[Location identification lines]

──────

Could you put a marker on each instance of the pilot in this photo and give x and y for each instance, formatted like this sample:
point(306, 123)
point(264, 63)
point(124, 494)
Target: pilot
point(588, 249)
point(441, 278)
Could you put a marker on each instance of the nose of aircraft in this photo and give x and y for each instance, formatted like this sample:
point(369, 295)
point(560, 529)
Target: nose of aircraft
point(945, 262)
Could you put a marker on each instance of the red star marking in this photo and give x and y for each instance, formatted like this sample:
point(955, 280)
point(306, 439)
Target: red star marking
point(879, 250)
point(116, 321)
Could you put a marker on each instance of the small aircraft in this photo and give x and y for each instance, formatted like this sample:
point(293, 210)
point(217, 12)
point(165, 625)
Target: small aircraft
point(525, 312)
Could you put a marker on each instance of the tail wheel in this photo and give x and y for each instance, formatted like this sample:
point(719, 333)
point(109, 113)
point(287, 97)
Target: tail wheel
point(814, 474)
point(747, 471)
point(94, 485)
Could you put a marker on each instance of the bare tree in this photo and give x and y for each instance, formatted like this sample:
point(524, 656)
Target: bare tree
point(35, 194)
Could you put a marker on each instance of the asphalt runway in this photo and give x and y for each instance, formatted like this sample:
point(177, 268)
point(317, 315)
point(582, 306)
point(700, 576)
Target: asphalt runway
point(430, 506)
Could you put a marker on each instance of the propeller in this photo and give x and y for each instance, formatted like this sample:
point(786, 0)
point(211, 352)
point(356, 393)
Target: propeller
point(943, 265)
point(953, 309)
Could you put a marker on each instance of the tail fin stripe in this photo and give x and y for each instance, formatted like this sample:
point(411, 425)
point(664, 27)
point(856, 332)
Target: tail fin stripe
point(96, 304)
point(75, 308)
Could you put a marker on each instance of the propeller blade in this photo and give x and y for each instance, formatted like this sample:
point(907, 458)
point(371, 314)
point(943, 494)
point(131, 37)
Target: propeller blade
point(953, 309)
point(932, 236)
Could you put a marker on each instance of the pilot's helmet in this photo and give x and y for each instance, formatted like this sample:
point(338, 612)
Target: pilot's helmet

──────

Task directions:
Retype all of the lines above word for word.

Solution to this task:
Could you put a marker on each instance of the pilot in this photo and give x and y for each instance, formatted like this sample:
point(306, 123)
point(264, 63)
point(124, 494)
Target: pilot
point(588, 249)
point(441, 278)
Could you put a marker on each instance of the nose of aircraft in this photo and give x and y for each instance, formatted like this sample:
point(369, 295)
point(560, 529)
Target: nose of aircraft
point(945, 262)
Could you put a marker on each instance of the red star marking in this photo and give x and y for each instance, formatted like this sample:
point(955, 280)
point(306, 439)
Target: red star marking
point(879, 250)
point(116, 321)
Could you put a marker on each instance of the small aircraft in this photo and give x and y for each instance, formatted like this sample:
point(293, 210)
point(217, 12)
point(165, 625)
Target: small aircraft
point(525, 312)
Could you put a marker on each instance of the tail wheel in this photo and give x and y for each instance, formatted like this sample:
point(719, 333)
point(109, 113)
point(287, 97)
Target: tail wheel
point(814, 474)
point(747, 471)
point(94, 485)
Could you put a marker on each instance of the bare tree in this photo and give x and y for each instance, formatted like this sample:
point(524, 656)
Target: bare tree
point(35, 194)
Could you put a marker on each instance of the asphalt runway in this photo and give x and y for each instance, formatted like this sample:
point(177, 268)
point(317, 315)
point(582, 306)
point(700, 576)
Target: asphalt runway
point(430, 506)
Could you put a marker on each instance of the propeller in this photo and give x and y for each instance, formatted like this sample:
point(786, 0)
point(211, 352)
point(356, 393)
Target: propeller
point(943, 265)
point(953, 309)
Could you put a marker on each instance of the tail fin stripe in this photo and give x and y for each instance, formatted like this sample:
point(411, 425)
point(664, 27)
point(856, 332)
Target: tail fin stripe
point(96, 304)
point(75, 308)
Could you put a marker on each instance of the propeller blade in this photo and give x and y for each instance, formatted like this sample:
point(907, 458)
point(371, 314)
point(943, 494)
point(131, 37)
Target: propeller blade
point(953, 309)
point(932, 236)
Could you put a marker on each instance of the pilot's helmet in this photo and give x and y for each instance, formatted like this sample:
point(338, 612)
Target: pilot's helmet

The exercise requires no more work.